Debt Comes to the Archbishop
A Sad Chapter in the Church's History Is Far from over

By Malcolm Gay
Riverfront Times
June 16, 2004

When the Archdiocese of St. Louis agreed in April to pay more than $1.5 million to an area family whose son was sexually abused by a Catholic priest, it seemed to be the end of a sad chapter in the church's history. "No amount of money will restore this child's innocence," David Clohessy, executive director of the Survivors Network of those Abused by Priests (SNAP), was quoted as saying in an April 21 article in the St. Louis Post-Dispatch. "We certainly hope that this will provide for him and his family some degree of closure."

The settlement was the largest of its kind ever paid out by the Archdiocese of St. Louis. But the case is far from over. Ten days after reaching the massive settlement, the archdiocese fired off a heated letter to its former insurer, Evanston Insurance Company, demanding reimbursement for the payout. The insurance company refused the demand, and last week the Illinois-based insurer filed a pre-emptive lawsuit against the archdiocese.

- **DATA FOR ANALYSIS**:

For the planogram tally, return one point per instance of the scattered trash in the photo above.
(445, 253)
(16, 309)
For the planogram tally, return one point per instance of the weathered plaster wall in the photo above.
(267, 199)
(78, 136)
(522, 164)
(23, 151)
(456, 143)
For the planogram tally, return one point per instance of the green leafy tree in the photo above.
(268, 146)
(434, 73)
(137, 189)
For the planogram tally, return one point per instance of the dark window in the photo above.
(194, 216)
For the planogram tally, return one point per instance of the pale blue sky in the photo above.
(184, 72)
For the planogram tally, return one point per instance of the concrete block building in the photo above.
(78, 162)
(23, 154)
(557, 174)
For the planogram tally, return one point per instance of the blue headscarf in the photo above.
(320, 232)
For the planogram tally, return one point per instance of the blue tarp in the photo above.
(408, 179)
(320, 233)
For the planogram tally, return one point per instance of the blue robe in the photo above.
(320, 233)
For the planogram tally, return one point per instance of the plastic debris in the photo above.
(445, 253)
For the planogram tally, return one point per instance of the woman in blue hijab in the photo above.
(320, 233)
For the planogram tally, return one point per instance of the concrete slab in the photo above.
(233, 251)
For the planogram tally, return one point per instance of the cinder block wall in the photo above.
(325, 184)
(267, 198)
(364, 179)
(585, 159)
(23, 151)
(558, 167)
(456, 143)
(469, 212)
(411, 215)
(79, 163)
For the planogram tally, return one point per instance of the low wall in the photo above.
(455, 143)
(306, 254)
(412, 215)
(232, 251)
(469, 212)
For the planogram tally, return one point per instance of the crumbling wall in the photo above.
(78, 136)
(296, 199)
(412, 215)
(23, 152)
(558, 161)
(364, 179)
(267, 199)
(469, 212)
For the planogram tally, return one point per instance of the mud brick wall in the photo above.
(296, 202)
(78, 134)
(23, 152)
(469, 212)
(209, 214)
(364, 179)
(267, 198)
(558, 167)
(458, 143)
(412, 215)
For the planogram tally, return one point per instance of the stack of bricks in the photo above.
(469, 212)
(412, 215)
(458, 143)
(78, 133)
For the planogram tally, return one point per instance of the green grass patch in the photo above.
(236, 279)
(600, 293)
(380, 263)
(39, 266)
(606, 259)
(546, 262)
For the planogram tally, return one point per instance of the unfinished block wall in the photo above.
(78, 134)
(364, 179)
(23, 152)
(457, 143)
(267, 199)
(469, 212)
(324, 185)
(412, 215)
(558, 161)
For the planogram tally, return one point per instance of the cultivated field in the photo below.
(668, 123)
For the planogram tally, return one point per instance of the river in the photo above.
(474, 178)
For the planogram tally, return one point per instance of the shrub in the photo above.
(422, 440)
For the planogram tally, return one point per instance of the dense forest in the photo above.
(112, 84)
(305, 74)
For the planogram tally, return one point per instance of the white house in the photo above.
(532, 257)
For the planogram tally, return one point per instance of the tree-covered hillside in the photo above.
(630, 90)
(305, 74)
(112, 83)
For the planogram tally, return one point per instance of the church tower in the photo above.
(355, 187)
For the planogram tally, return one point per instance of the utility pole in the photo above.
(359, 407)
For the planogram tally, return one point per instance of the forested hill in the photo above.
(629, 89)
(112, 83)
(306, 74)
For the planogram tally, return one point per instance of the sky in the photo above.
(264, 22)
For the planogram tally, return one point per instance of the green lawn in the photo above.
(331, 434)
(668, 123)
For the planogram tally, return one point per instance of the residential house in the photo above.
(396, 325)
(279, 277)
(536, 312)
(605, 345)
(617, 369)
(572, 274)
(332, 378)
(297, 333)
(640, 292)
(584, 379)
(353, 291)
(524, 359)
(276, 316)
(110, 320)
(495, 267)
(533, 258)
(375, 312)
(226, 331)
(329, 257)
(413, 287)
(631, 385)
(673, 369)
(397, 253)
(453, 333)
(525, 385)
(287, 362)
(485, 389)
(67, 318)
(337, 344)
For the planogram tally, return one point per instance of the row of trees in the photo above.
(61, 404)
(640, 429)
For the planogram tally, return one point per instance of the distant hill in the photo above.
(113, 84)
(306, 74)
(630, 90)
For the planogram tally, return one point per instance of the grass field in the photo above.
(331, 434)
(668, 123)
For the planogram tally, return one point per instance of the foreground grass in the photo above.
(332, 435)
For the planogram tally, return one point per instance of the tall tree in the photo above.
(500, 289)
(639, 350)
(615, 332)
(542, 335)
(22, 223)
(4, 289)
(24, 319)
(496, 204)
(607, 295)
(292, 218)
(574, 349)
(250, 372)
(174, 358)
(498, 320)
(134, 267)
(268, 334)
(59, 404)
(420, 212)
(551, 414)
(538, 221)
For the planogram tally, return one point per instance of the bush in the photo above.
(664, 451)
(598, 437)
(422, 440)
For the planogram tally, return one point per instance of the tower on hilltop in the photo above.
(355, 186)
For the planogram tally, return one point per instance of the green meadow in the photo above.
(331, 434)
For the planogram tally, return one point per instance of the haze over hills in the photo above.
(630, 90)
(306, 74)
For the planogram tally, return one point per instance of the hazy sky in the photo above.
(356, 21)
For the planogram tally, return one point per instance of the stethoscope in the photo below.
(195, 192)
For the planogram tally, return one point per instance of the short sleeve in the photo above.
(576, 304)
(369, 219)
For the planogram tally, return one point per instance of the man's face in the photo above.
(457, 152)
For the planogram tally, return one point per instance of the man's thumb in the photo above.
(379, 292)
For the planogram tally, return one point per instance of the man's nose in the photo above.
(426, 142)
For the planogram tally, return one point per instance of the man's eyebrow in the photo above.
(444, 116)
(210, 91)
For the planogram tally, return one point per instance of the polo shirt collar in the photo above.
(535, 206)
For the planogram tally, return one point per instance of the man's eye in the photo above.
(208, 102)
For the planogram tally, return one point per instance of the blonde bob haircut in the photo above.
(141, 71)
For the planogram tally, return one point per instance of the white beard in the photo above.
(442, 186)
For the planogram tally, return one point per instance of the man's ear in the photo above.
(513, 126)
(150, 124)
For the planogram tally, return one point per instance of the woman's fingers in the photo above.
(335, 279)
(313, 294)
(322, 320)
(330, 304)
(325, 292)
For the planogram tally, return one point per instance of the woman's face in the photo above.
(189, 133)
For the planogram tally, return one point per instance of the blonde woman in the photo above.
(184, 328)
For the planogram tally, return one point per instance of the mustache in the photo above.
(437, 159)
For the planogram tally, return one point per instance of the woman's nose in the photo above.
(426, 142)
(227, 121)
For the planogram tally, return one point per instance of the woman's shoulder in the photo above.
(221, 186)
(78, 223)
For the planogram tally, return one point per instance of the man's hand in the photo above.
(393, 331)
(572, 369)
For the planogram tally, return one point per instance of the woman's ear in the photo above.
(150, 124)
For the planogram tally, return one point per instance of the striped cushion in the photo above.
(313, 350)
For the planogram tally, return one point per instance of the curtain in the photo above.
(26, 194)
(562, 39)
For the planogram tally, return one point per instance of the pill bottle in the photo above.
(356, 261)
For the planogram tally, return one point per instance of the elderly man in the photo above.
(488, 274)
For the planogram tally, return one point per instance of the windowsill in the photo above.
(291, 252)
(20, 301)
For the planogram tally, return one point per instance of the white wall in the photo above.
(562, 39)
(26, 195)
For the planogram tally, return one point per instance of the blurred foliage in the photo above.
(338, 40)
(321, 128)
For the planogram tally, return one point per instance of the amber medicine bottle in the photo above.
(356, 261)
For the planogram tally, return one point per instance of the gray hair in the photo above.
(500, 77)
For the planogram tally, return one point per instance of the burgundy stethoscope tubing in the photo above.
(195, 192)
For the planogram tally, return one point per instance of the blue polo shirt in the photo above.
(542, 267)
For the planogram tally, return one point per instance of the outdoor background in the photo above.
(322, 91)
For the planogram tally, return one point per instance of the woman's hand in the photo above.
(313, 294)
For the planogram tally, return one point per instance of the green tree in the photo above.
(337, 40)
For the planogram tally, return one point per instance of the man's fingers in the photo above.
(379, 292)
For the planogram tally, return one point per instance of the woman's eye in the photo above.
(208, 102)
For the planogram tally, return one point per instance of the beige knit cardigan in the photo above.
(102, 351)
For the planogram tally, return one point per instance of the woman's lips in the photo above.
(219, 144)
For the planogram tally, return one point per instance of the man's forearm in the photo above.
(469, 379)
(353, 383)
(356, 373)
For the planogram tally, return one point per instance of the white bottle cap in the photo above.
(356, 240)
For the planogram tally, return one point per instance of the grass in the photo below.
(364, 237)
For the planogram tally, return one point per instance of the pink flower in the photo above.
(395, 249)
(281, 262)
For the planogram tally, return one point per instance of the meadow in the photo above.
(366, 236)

- **WORK INSTRUCTIONS**:
**a.** Summarize the article on the St. Louis archdiocese's abuse settlement in two sentences.
**b.** According to the article on the St. Louis archdiocese's settlement, where is Evanston Insurance Company based?
**c.** Continue the article on the St. Louis archdiocese's settlement from the point where it stops.
The data has nothing to do with what follows.

- **RESPONSES TO THE TASKS**:
**a.** In April the Archdiocese of St. Louis agreed to pay more than $1.5 million to an area family whose son was sexually abused by a Catholic priest, the largest settlement of its kind the archdiocese had ever paid. Ten days later the archdiocese demanded reimbursement from its former insurer, Evanston Insurance Company, which refused and then filed a pre-emptive lawsuit against the archdiocese.

**b.** Illinois.

**c.**
The suit alleges the archdiocese concealed an impending sexual-abuse scandal from the insurer while negotiating a 30-day extension of its policy in July 2002. The sexual-abuse case at issue concerns Gary Wolken, who served as an archdiocesan priest from September 1993 until his removal in March 2002. Wolken, who ministered at Our Lady of Sorrows in south St. Louis, pled guilty to two counts of statutory sodomy and six counts of child molestation in December 2002. The former priest admitted to sexually abusing a boy -- the son of a family friend -- while babysitting between August 1997 and July 2000.

Neither the insurance company nor its attorneys would comment for this story. But according to a complaint filed in the United States District Court-Eastern District of Missouri, the archdiocese "first learned of the abuse" in March 2002. Nonetheless, according to the complaint, the archdiocese hid from the insurer the claim of sexual abuse when requesting a 30-day extension of its coverage from July 1, 2002, to August 1, 2002. In fact, attorneys for Evanston Insurance Company contend, the archdiocese did not notify the insurer of the sexual-abuse claim until May 13, 2003, a full eight months after the policy ended.

When asked about the suit, Tony Huenneke, a spokesman for the archdiocese, responded with the following written statement, which reads in part: "The archdiocese's position is that Evanston [Insurance Company] has breached its policy of insurance by refusing to pay this claim and that the archdiocese is entitled to reimbursement by Evanston. Unfortunately, Evanston is forcing this matter into litigation and, because the matter is in litigation, the archdiocese will make no further comment at this time."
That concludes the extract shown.